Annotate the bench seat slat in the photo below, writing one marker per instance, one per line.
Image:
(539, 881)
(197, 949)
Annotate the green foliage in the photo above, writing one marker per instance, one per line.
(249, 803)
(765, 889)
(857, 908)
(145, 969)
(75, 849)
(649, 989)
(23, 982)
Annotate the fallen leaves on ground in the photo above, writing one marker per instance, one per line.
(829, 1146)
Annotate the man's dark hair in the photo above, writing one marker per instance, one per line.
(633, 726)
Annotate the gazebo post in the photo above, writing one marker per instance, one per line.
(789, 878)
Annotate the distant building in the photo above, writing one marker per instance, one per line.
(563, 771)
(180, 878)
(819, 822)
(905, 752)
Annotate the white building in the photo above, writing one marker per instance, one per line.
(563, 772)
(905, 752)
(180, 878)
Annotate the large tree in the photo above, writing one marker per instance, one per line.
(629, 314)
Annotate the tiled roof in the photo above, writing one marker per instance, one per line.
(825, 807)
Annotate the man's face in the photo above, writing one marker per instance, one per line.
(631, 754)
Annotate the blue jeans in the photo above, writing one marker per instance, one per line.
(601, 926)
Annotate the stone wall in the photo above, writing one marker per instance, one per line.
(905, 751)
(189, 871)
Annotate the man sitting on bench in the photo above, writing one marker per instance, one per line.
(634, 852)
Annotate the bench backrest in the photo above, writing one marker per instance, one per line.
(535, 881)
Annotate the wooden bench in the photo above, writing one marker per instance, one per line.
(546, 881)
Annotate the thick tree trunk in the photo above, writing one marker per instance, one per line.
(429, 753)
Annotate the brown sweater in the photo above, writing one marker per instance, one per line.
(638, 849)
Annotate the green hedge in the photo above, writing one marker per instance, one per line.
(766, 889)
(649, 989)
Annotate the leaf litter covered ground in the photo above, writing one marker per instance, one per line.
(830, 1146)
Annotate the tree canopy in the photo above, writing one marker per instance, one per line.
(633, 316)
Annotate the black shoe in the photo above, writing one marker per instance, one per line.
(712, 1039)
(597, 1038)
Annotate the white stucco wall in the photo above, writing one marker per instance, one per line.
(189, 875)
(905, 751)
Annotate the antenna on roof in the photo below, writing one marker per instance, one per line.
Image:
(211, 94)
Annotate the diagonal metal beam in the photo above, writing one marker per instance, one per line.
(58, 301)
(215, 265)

-.-.-

### Prompt:
From the line that contains "Annotate the stone" through the end of the records above, print every line exactly and nothing else.

### Solution:
Annotate the stone wall in the photo above, writing one marker per instance, one per line.
(905, 751)
(189, 871)
Annotate the man sitting on bench in the photo above, writing one marker per instance, one per line.
(634, 852)
Annotate the bench backrest in the photo above, writing one marker per instance, one per line.
(535, 881)
Annotate the wooden bench in the photo above, writing one marker per instance, one per line.
(546, 881)
Annotate the thick tree trunk in the photo above, writing one marker per instance, one per line.
(429, 753)
Annotate the brown sweater in the photo above, writing one marker per instance, one per line.
(638, 849)
Annotate the green hedge in the photo above, writing one marker per instance, one per line.
(766, 889)
(649, 989)
Annotate the leaf litter covered ground in the photo above, writing one marker per instance, one per line.
(830, 1146)
Annotate the tree canopy in the photo above, writing one marker per instance, one per line.
(633, 316)
Annotate the black shoe in the photo above, writing one marker per instance, one per line.
(712, 1039)
(597, 1038)
Annotate the white stucco wall in the photo above, writing one marker per instance, one per line.
(189, 875)
(905, 751)
Annotate the antenna on roof in the photo below, writing one marker per instance, one per line.
Image:
(211, 94)
Annotate the diagonal metal beam in the photo above, writing one marker per instance, one per line.
(58, 301)
(215, 265)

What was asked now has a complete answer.